Reproduce the complete listing without any deviation.

Extracted records
------------------------------------------------------------
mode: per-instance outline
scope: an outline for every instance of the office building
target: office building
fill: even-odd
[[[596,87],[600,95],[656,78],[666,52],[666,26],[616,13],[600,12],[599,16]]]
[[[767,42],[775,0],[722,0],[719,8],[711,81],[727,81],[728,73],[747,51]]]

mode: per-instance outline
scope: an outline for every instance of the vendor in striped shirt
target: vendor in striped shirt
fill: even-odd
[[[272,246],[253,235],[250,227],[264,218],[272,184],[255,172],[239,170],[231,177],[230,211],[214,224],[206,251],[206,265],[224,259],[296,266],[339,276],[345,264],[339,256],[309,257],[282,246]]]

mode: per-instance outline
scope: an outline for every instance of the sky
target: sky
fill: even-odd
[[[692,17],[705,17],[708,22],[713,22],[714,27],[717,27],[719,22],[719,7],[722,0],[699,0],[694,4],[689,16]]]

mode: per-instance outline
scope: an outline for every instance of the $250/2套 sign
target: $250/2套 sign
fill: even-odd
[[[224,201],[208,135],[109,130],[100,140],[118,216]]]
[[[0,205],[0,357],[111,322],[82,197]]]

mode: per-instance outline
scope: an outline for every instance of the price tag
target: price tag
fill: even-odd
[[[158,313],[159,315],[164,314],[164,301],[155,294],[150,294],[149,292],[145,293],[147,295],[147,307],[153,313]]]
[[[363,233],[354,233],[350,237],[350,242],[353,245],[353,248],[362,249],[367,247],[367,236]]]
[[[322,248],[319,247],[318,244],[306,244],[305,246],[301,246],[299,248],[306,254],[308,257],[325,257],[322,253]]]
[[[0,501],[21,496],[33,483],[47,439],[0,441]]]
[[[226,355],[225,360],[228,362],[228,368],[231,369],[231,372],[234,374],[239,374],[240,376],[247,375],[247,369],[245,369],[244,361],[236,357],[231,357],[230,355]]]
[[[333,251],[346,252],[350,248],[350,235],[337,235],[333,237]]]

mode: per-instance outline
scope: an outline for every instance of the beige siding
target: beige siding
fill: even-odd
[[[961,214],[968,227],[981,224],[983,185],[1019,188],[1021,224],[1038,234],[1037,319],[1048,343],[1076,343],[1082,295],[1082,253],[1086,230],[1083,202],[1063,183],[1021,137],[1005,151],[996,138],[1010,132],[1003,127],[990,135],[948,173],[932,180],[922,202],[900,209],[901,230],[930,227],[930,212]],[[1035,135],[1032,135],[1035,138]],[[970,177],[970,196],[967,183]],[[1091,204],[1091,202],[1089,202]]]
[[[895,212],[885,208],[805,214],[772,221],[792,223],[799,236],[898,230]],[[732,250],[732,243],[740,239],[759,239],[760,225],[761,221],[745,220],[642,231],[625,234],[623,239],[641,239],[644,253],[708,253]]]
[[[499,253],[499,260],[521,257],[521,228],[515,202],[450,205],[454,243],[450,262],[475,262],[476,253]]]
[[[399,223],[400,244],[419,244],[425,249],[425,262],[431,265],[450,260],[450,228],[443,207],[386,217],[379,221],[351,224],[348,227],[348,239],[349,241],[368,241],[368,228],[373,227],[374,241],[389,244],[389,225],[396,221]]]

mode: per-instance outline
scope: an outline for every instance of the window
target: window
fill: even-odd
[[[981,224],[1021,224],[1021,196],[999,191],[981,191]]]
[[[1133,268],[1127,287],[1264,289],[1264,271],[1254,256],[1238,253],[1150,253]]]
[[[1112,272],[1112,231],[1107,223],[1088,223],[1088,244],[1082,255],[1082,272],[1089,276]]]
------------------------------------------------------------
=== SOLUTION FOR THIS EXERCISE ===
mode: per-instance outline
scope: an outline for every instance of the office building
target: office building
fill: even-odd
[[[596,87],[600,95],[656,78],[666,52],[666,26],[616,13],[600,12],[599,16]]]
[[[767,42],[775,0],[722,0],[719,8],[711,81],[727,81],[728,73],[747,51]]]

mode: per-instance outline
scope: an outline for every instance of the vendor in striped shirt
target: vendor in striped shirt
fill: even-odd
[[[272,246],[253,235],[250,227],[264,218],[272,184],[255,172],[239,170],[231,177],[230,211],[214,224],[206,251],[206,265],[224,259],[296,266],[339,276],[345,264],[339,256],[309,257],[282,246]]]

mode: per-instance outline
scope: an outline for every instance of the sky
target: sky
fill: even-odd
[[[692,17],[705,17],[708,22],[713,22],[714,27],[717,27],[719,22],[719,7],[722,0],[699,0],[694,4],[689,16]]]

mode: per-instance outline
scope: an outline for every instance of the $250/2套 sign
target: $250/2套 sign
fill: even-odd
[[[224,201],[208,135],[109,130],[100,140],[118,216]]]
[[[0,205],[0,357],[111,322],[82,197]]]

mode: per-instance outline
scope: an outline for every instance of the price tag
target: price tag
fill: even-odd
[[[158,313],[159,315],[164,314],[164,301],[155,294],[150,294],[149,292],[145,293],[147,295],[147,307],[153,313]]]
[[[363,233],[354,233],[350,237],[350,242],[353,245],[353,248],[362,249],[367,247],[367,236]]]
[[[322,248],[319,247],[318,244],[306,244],[305,246],[301,246],[299,248],[306,254],[308,257],[325,257],[322,253]]]
[[[0,501],[21,496],[33,483],[47,439],[0,441]]]
[[[226,355],[225,360],[228,362],[228,368],[231,369],[231,372],[234,374],[239,374],[240,376],[247,375],[247,369],[245,369],[244,361],[236,357],[231,357],[230,355]]]
[[[333,251],[346,252],[350,248],[350,235],[337,235],[333,237]]]

mode: per-instance outline
scope: an outline for every instance of the beige siding
target: beige siding
fill: even-odd
[[[961,214],[968,227],[981,224],[983,185],[1019,188],[1021,224],[1038,234],[1037,319],[1048,343],[1076,343],[1082,295],[1082,253],[1086,230],[1083,202],[1063,183],[1021,137],[1005,151],[996,138],[1010,132],[1003,127],[990,135],[948,173],[932,180],[922,202],[900,209],[901,230],[930,227],[930,212]],[[1035,135],[1032,135],[1035,138]],[[970,177],[970,196],[967,183]],[[1091,204],[1091,202],[1089,202]]]
[[[895,212],[885,208],[805,214],[772,221],[792,223],[799,236],[898,230]],[[732,250],[732,243],[740,239],[759,239],[760,225],[761,221],[745,220],[642,231],[625,234],[623,239],[641,239],[644,253],[708,253]]]
[[[499,253],[499,260],[521,257],[521,228],[515,202],[450,205],[454,243],[450,262],[475,262],[476,253]]]
[[[399,223],[400,244],[419,244],[425,249],[425,262],[431,265],[450,260],[450,228],[443,207],[386,217],[379,221],[351,224],[348,227],[348,239],[349,241],[368,241],[368,228],[373,227],[374,241],[389,244],[389,225],[396,221]]]

mode: per-instance outline
scope: an outline for every instance of the window
target: window
fill: even-odd
[[[981,224],[1021,224],[1021,196],[999,191],[981,191]]]
[[[1133,268],[1127,287],[1264,289],[1264,271],[1254,256],[1238,253],[1150,253]]]
[[[1112,272],[1112,231],[1107,223],[1088,223],[1088,244],[1082,255],[1082,272],[1089,276]]]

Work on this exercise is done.